Saved data entries:
-------------------------

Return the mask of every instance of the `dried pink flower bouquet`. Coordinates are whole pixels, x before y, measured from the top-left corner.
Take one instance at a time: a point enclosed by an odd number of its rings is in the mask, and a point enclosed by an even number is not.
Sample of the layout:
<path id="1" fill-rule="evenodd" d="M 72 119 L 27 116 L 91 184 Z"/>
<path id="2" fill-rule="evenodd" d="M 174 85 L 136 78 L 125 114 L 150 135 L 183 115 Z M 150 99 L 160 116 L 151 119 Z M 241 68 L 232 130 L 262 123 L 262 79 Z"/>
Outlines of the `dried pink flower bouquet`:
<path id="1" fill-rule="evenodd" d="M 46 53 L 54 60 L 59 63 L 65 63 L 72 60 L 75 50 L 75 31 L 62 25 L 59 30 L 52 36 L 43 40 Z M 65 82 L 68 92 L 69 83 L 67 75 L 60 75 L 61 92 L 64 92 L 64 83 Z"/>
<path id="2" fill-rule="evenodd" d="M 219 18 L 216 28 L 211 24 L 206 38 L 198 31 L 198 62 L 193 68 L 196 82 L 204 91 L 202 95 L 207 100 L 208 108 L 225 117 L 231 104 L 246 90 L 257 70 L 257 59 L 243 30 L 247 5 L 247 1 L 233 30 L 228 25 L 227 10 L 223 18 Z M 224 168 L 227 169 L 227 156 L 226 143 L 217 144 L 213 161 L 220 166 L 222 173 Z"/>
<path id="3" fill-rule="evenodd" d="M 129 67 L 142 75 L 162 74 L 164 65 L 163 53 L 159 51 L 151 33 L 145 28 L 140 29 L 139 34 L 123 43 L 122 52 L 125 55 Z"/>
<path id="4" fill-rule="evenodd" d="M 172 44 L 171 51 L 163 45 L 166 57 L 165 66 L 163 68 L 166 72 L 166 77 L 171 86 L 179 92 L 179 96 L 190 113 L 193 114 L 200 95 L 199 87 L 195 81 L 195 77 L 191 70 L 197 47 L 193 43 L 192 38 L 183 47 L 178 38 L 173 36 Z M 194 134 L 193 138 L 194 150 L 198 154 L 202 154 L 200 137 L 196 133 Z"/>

-------------------------

* Task details *
Copy out every one of the rows above word for word.

* Result *
Return the mask of every instance of the `dried pink flower bouquet`. Coordinates are whole pixels, x before y, measured from the top-left corner.
Take one instance at a time: a point enclosed by an odd number of its rings is in the mask, and a point enclosed by an even number is not.
Sample of the layout:
<path id="1" fill-rule="evenodd" d="M 72 119 L 27 116 L 91 184 Z"/>
<path id="2" fill-rule="evenodd" d="M 174 85 L 136 78 L 125 114 L 150 135 L 183 115 Z M 150 99 L 160 116 L 151 119 Z M 241 68 L 232 130 L 262 123 L 262 79 Z"/>
Outlines of the `dried pink flower bouquet`:
<path id="1" fill-rule="evenodd" d="M 46 53 L 54 60 L 59 63 L 65 63 L 72 60 L 75 50 L 75 31 L 62 25 L 59 30 L 52 36 L 43 40 Z M 65 82 L 68 92 L 69 83 L 67 75 L 60 75 L 61 92 L 64 92 L 64 83 Z"/>
<path id="2" fill-rule="evenodd" d="M 219 18 L 216 28 L 211 24 L 206 38 L 198 31 L 198 62 L 193 68 L 196 82 L 204 91 L 202 95 L 207 100 L 208 108 L 225 117 L 231 104 L 246 90 L 257 70 L 257 59 L 243 30 L 247 5 L 247 1 L 233 30 L 228 25 L 227 10 L 223 18 Z M 224 168 L 227 169 L 227 156 L 226 143 L 217 144 L 213 161 L 220 166 L 222 173 Z"/>
<path id="3" fill-rule="evenodd" d="M 129 67 L 142 75 L 162 74 L 164 65 L 163 53 L 159 51 L 151 33 L 145 28 L 140 29 L 139 34 L 123 43 L 122 52 L 125 55 Z"/>
<path id="4" fill-rule="evenodd" d="M 172 44 L 171 51 L 163 45 L 166 57 L 165 66 L 163 68 L 166 72 L 166 77 L 171 86 L 179 92 L 179 96 L 190 113 L 193 114 L 200 95 L 199 87 L 195 81 L 195 77 L 191 70 L 197 47 L 193 43 L 192 38 L 183 47 L 178 38 L 173 36 Z M 194 134 L 193 138 L 194 150 L 198 154 L 202 154 L 200 137 L 196 133 Z"/>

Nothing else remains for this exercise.